● **Written request**:
How many lines in the records below contain the string "accordingly" with the same capitalization? Reply with the number only.

──────── Given information ────────

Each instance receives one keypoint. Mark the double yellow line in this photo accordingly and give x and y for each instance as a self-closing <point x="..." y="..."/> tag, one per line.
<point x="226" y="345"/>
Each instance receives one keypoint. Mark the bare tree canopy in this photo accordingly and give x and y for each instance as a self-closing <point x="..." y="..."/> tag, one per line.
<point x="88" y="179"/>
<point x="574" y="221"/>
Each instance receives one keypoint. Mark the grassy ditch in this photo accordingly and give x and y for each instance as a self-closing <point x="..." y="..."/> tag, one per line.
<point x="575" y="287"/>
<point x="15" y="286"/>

────────
──────── Given information ────────

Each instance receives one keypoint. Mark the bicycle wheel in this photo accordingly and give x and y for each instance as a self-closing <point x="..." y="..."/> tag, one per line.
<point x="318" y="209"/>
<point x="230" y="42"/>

────────

● **Result for this task**:
4